Please return the data word for word and leave out any picture it contains.

── THE DATA ──

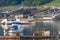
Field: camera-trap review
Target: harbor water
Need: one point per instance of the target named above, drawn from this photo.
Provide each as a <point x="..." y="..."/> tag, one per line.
<point x="53" y="26"/>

───

ANSWER AREA:
Field: camera-trap review
Target: harbor water
Need: one point per instance of the target named above, drawn from this photo.
Provide each as a <point x="..." y="..."/> tag, one per line.
<point x="53" y="26"/>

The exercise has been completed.